Recently, it has been reported that Nm23 interacts with a kinase suppressor of Ras (KSR) discovered in the Drosophilae (Drosophilar melanogaster) and nematode (Caenorhabditis elegans) systems (Morrison, D. K., J. Cell Sci. 114: 1609-12, 2001). KSR is a scaffold protein of a mitogen-activated protein kinase (MAPK) cascade (Burack, W. R. and Shaw, A. S., Curr. Opin. Cell Biol. 12: 211-6, 2000; Pawson, T. and Scott, J. D., Science 278: 2075-80, 1997). Such scaffold protein is necessary to enhance the rate of phosphorylation and contribute to the specificity and stabilization of the phosphorylation pathway. Once the MAPK signal transduction pathway is activated by active Ras, KSR is forcedly dephosphorylated, and then, serve as a scaffold for the activation of MAPK cascade. During this process, Nm23 phosphorylates KSR serine 392, which is a binding site for another associated protein of KSR. If the serine 392 is mutated, Nm23 phosphorylates KSR serine 434. The metastatic inhibitory activity of Nm23 has been clearly demonstrated by the fact that metastatic potential is inhibited in various tumor cells transfected with Nm23 gene (Yoshida, T. et al., J Gastroenterol. 35: 768-74, 2000). In cells activated by the stimulation of the MAPK cascade, the interaction between Nm23 and KSR induces KSR phosphorylation in vitro in a complicated manner via a histidine-dependent pathway (Hartsough, M. T. et al., J. Biol. Chem. 277: 32389-99, 2002). Further, the in vivo association of KSR and Nm23 inhibits the phenotypic effect of active Ras which activates the MAPK cascade.

[Stored data entries]
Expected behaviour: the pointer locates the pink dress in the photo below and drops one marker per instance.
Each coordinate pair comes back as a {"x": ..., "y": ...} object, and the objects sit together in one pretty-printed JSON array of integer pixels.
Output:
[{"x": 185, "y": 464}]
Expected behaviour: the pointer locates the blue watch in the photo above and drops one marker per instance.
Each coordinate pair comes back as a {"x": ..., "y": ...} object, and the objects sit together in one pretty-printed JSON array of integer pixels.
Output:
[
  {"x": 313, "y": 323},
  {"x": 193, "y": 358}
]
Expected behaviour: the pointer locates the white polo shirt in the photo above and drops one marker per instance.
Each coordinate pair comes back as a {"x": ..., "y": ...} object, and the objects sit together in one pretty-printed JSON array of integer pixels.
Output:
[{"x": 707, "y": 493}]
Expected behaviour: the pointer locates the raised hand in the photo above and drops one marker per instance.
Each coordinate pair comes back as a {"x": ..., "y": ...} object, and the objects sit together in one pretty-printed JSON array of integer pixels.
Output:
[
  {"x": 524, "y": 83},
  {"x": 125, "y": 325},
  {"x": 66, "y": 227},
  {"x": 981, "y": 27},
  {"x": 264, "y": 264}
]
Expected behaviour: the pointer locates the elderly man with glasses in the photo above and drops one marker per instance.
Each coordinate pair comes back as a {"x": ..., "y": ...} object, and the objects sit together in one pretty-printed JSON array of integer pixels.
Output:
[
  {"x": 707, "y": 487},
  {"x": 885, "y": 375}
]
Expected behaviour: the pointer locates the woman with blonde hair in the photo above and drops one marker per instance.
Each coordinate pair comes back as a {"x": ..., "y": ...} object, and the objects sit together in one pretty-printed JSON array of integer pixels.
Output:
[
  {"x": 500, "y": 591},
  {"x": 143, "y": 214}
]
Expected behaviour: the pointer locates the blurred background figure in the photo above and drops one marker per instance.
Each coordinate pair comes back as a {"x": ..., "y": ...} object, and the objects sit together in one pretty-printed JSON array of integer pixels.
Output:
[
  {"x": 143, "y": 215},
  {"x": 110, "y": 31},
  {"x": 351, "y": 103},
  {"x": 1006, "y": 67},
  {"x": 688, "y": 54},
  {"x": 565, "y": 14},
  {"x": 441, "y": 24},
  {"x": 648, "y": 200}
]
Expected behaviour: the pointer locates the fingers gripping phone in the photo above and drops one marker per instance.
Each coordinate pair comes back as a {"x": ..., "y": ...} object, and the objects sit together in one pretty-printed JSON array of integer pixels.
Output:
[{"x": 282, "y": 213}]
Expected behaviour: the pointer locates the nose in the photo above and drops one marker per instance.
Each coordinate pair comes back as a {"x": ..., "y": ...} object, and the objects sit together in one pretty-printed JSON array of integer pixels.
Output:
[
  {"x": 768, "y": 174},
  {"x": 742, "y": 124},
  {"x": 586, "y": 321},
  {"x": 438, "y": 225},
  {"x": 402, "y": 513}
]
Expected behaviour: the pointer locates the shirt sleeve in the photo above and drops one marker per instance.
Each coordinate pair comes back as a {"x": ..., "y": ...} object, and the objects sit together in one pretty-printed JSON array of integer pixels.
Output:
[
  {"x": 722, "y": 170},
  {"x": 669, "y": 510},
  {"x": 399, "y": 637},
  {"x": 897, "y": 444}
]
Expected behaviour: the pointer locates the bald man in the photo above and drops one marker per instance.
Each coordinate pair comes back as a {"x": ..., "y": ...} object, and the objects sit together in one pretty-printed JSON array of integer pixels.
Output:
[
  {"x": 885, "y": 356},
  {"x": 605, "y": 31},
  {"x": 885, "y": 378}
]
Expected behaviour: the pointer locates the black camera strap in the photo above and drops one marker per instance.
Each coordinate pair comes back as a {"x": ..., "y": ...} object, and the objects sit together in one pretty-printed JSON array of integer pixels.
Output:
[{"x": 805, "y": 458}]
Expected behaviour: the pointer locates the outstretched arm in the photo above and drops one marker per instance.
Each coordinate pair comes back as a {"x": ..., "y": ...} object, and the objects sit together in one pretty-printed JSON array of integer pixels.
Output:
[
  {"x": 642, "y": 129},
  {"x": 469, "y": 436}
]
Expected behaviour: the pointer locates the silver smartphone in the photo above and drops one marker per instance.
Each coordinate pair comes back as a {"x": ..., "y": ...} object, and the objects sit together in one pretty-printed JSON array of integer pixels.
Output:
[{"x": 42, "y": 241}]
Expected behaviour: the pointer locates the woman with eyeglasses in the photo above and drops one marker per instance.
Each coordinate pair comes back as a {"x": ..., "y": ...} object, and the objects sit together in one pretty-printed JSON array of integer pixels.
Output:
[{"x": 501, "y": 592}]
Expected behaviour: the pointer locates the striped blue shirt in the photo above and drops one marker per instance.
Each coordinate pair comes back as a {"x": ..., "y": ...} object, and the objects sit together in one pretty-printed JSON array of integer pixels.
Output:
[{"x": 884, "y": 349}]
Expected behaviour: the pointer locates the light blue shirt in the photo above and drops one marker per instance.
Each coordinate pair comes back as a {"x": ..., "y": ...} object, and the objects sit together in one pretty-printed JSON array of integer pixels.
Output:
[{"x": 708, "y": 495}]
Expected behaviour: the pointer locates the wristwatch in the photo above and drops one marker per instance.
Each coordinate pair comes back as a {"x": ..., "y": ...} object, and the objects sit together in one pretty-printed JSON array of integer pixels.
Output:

Work instruction 1:
Answer these questions from the passage on Nm23 and KSR:
(a) What kind of protein is KSR?
(b) If serine 392 is mutated, which KSR residue does Nm23 phosphorylate?
(c) Through what kind of pathway does the Nm23–KSR interaction induce KSR phosphorylation in vitro?
Work instruction 2: Pick up the passage on Nm23 and KSR after its final sentence and keep writing it.

Output 1:
(a) KSR is a scaffold protein of a mitogen-activated protein kinase (MAPK) cascade.
(b) Nm23 phosphorylates KSR serine 434.
(c) It works through a histidine-dependent pathway.

Output 2:
Accordingly, the administration of high dose Nm23 protein may phosphorylate and inactivate KSR in vivo, leading to the inhibition of Ras-mediated MAPK cascade. The present inventors have therefore believed that the inhibition of MAPK signal transduction pathway mediated by re-phosphorylation of KSR may inhibit cell proliferation, differentiation and migration of cancer cells and exhibit anti-metastatic effect in various human cancers, and endeavored to develop new anti-metastatic agents by using the Nm23 protein.
Meanwhile, small molecules derived from synthetic compounds or natural compounds can be transported into the cells, whereas macromolecules, such as proteins, peptides, and nucleic acids, cannot. It is widely understood that macromolecules larger than 500 kDa are incapable of penetrating the plasma membrane, i.e., the lipid bilayer structure, of live cells. To overcome this problem, a macromolecule intracellular transduction technology (MITT) was developed (Jo et al., Nat. Biotech. 19: 929-33, 2001), which allows the delivery of therapeutically effective macromolecules into cells, making the development of new drugs using peptides, proteins and genetic materials possible. According to this method, if a target macromolecule is fused to a hydrophobic macromolecule transduction domain (MTD) and other cellular delivery regulators, synthesized, expressed, and purified in the form of a recombinant protein, it can penetrate the plasma membrane lipid bilayer of the cells, be accurately delivered to a target site, and then, effectively exhibit its therapeutic effect. Such MTDs facilitate the transport of many impermeable materials which are fused to peptides, proteins, DNA, RNA, synthetic compounds, and the like into the cells.
Accordingly, the inventors of the present invention have developed a method of mediating the transport of a metastasis suppressor Nm23 into the cells, where cell permeable Nm23 recombinant proteins are engineered by fusing a MTD to the metastasis suppressor Nm23. Such cell permeable Nm23 recombinant proteins have been found to efficiently mediate the transport of a metastasis suppressor Nm23 into the cells in vivo as well as in vitro and can be used as anti-metastatic agents for inhibiting metastasis occurring in various human cancers.